### Stated goal
Rewrite the stretch of the data from the line containing "Where can the green school" through the line containing "[[568, 98], [1145, 280], [131, 605]]" as a Markdown table with the columns Row and Line, giving each line its row number and leaving out blank lines.

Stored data
* * * * *

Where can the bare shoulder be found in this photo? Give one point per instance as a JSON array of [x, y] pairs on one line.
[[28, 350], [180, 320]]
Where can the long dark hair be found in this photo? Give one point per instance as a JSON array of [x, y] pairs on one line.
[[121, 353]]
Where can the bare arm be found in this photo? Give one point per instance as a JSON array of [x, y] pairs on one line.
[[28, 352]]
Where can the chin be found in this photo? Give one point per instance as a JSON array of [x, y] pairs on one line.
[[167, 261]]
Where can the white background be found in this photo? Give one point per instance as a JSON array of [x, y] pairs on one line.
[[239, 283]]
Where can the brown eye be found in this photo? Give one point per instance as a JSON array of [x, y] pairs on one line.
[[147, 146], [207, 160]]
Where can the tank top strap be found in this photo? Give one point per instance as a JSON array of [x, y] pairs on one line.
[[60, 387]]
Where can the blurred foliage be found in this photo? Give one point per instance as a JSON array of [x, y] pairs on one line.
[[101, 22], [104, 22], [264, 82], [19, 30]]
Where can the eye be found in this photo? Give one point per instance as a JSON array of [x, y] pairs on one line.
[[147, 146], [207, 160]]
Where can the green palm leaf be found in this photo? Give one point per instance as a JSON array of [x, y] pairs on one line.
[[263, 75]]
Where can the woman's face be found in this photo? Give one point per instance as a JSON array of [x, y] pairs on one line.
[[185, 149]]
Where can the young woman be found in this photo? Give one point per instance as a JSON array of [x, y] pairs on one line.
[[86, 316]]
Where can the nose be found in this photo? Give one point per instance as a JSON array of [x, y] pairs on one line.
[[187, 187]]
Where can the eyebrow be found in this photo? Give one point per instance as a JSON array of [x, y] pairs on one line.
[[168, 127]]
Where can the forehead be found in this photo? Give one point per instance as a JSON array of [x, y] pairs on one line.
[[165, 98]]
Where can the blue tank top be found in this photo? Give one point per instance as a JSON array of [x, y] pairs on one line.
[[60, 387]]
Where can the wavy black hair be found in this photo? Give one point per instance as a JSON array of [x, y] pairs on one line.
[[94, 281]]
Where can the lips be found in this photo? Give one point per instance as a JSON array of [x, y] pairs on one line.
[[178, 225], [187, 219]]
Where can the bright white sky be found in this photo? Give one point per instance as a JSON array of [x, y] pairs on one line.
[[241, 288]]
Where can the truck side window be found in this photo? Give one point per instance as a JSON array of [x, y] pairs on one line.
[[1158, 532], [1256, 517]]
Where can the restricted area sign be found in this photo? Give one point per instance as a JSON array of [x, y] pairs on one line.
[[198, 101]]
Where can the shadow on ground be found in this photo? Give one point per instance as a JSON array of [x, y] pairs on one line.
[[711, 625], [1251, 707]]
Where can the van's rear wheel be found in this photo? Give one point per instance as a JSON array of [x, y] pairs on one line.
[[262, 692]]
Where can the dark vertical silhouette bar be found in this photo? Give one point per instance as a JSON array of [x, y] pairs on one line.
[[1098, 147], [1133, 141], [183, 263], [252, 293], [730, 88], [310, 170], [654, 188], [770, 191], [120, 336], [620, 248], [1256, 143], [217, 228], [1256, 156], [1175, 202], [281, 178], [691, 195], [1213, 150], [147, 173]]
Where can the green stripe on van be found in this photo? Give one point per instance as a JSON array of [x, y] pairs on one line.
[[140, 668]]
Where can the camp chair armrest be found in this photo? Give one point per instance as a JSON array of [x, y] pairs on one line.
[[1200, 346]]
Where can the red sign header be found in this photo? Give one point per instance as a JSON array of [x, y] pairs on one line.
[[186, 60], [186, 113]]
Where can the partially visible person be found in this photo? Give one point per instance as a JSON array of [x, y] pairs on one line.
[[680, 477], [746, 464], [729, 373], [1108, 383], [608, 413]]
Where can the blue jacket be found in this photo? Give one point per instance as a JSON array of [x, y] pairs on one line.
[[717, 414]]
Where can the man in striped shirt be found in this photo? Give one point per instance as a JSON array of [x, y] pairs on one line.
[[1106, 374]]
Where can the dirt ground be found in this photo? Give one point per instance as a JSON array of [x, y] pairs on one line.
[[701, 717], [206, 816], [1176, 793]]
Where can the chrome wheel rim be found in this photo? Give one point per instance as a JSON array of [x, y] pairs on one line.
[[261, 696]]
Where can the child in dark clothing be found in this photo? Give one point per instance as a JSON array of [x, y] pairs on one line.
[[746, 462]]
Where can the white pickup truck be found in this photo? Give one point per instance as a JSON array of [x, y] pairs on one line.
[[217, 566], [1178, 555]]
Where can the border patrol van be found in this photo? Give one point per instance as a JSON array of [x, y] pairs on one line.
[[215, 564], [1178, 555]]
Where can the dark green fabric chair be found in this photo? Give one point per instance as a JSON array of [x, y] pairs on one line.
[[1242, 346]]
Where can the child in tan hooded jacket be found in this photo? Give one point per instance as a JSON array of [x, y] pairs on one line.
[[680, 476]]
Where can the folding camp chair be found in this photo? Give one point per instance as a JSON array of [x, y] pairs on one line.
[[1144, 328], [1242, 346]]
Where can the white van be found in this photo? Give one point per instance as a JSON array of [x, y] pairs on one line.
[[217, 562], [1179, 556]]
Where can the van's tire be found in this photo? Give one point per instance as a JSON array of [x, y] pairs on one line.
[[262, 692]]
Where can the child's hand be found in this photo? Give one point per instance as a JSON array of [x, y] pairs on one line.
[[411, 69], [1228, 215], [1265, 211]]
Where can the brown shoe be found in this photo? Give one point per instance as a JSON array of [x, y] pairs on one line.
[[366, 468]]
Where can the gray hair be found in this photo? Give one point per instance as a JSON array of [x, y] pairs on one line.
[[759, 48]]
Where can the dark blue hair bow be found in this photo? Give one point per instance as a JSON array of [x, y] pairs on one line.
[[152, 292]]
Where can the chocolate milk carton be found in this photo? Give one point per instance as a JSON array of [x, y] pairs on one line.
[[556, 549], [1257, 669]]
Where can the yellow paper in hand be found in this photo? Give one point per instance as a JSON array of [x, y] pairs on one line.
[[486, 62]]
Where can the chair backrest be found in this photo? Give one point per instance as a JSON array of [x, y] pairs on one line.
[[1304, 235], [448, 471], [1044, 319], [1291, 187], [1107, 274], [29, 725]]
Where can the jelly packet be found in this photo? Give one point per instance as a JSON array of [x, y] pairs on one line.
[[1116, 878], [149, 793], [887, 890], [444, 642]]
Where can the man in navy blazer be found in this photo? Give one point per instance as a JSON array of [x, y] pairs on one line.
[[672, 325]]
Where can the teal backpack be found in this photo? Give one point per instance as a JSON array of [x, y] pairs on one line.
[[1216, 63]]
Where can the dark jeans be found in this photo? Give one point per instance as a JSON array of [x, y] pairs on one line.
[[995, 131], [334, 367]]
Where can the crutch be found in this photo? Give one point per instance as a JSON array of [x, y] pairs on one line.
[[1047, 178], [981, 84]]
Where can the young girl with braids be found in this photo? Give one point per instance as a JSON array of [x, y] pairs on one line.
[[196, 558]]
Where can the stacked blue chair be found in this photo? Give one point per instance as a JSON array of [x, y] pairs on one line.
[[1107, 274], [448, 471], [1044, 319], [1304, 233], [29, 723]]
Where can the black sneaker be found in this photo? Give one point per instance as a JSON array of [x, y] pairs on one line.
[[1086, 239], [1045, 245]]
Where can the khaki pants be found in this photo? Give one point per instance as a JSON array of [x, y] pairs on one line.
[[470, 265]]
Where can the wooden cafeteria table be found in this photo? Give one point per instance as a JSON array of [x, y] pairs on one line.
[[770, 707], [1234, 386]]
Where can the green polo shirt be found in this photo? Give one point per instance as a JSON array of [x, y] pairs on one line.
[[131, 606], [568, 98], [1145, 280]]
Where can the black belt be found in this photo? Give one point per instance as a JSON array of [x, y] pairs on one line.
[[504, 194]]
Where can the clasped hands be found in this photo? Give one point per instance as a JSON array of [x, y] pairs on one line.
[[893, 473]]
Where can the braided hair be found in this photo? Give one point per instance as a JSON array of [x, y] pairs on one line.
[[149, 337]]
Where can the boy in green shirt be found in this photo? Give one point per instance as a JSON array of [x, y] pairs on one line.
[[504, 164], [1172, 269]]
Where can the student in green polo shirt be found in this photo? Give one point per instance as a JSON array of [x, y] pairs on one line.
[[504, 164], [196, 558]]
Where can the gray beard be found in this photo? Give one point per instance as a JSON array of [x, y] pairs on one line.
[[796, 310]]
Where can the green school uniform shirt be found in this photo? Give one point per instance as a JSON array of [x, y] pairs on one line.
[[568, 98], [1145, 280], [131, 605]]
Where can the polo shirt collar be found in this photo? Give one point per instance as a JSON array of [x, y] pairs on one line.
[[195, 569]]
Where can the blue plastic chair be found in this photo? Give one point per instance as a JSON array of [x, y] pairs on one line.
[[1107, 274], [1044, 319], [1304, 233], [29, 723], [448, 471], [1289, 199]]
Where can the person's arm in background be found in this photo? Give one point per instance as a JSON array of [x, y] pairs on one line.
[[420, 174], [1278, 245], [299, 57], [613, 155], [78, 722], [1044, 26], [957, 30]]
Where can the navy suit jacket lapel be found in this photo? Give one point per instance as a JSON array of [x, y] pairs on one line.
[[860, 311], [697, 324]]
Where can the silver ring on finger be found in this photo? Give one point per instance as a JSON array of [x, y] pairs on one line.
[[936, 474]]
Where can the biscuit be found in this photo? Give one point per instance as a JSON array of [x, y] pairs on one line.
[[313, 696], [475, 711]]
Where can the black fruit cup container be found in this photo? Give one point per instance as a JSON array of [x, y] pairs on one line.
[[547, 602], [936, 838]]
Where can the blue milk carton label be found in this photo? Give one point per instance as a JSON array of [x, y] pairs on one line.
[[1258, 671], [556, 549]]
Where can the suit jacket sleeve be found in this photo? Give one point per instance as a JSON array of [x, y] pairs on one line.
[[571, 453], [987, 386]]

* * * * *

### The solution
| Row | Line |
|---|---|
| 1 | Where can the green school uniform shirt be found in this photo? Give one point per instance as a JSON array of [x, y] pairs on one line. |
| 2 | [[568, 98], [1145, 280], [131, 605]] |